* Required task
Please edit the entries below, changing each "dot" to "point" and leaving every other part as it is.

[Some records]
BEGIN

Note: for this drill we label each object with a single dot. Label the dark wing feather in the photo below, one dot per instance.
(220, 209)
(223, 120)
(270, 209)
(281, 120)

END

* Reply to the task
Note: for this drill we label each object with a single point. Label the dark wing feather in the photo below, one point per instance.
(220, 209)
(223, 120)
(270, 209)
(281, 120)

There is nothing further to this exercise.